======== Page

Franklin Roosevelt vs. the Supreme Court

by Jeff Shesol

Pub Date: March 22nd, 2010
ISBN: 978-0-393-06474-2
Publisher: Norton

The ideological battle between the New Deal president and the Supreme Court’s Nine Old Men.

Working secretly with Attorney General Homer Cummings, in 1937 Franklin Roosevelt drafted a bill to enlarge the Court, allowing the president to make immediate appointments of more ideologically congenial justices. The plan resulted in a humiliating defeat, the biggest blunder of Roosevelt’s presidency. How and why did the most talented politician of the 20th century miscalculate so horribly? While not entirely rejecting the consensus that attributes FDR’s court-packing fiasco to sheer hubris, former Clinton speechwriter Shesol (Mutual Contempt: Lyndon Johnson, Robert Kennedy, and the Feud that Defined a Decade, 1997, etc.) offers a more nuanced take, making clear FDR’s move against the court involved more than momentary presidential pique or landslide giddiness. Rather, the president’s scheme emerged after two years’ worth of careful consultation about various proposals to “fix” the Court, including amending the Constitution. Moreover, there was genuine, widespread disgust with the Court’s refusal to sanction modern solutions to an unprecedented economic crisis. FDR might well have prevailed, but for a concatenation of events: his own penchant for mystery and surprise that shut off debate among advisors at the critical point when the measure was finalized; his absurd masking of a straightforward fight against outcome-oriented judges as an attempt to help aging jurists with their workload; and his abandonment by progressives threatened by his power and party regulars too long taken for granted. In addition, the untimely death of Majority Leader Joe Robinson, the surprise retirement of conservative Justice Willis Van Devanter and the Court’s subsequent string of decisions upholding important New Deal laws—the famous “switch in time [that] saved nine”—blunted enthusiasm for radical judicial reform. With insight and more than occasional humor, Shesol covers all aspects of the controversy, deftly explaining the issues at stake in a variety of legal opinions and shrewdly analyzing the intra-Court dynamics.

A thorough and thoroughly smart rendering of a dramatic Constitutional showdown.

================

# [List of tasks]
A. According to the review of the book on Roosevelt and the Supreme Court, who did Franklin Roosevelt work with secretly to draft his 1937 bill to enlarge the Court?
B. Write out the part of the Roosevelt review that opens with the words containing "Pub Date: March" and closes with "Nine Old Men.".
The data after this review isn't needed for anything here.

======== Data provided

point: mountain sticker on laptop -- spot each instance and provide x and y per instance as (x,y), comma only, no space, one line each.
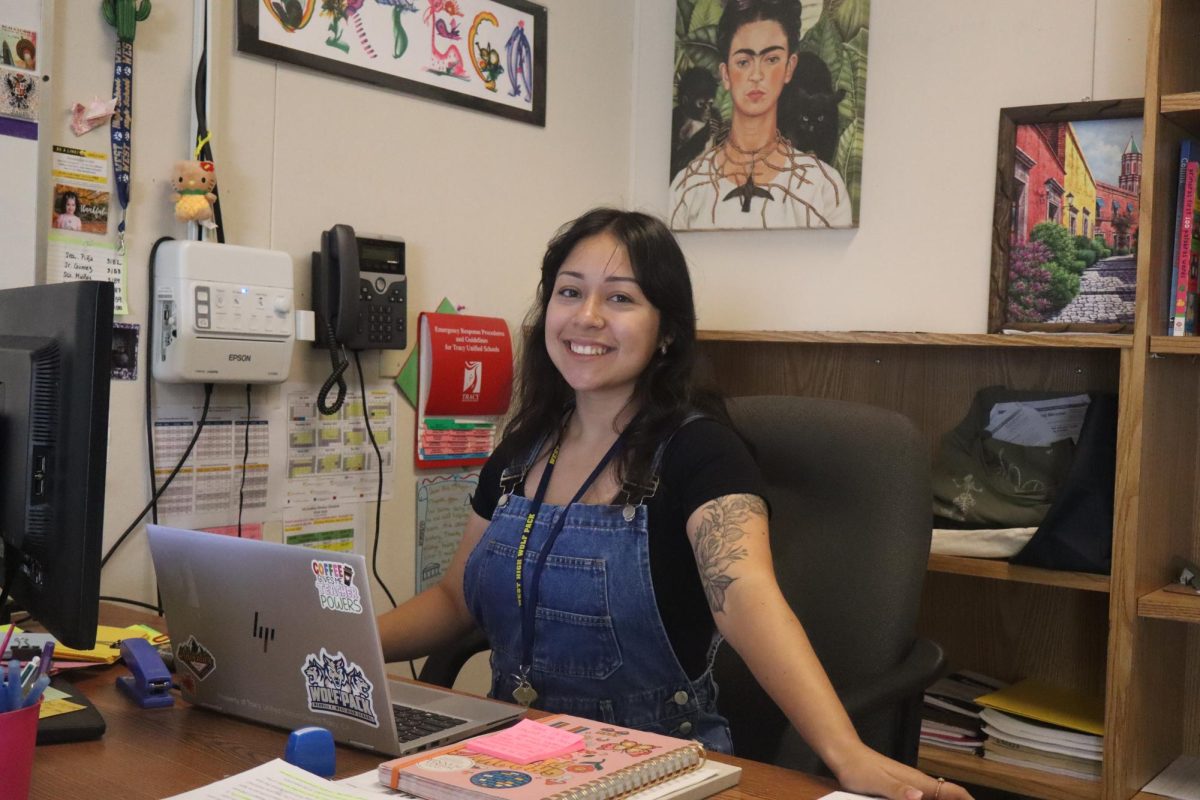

================

# [Solution set]
A. Attorney General Homer Cummings.

B.
Pub Date: March 22nd, 2010
ISBN: 978-0-393-06474-2
Publisher: Norton

The ideological battle between the New Deal president and the Supreme Court’s Nine Old Men.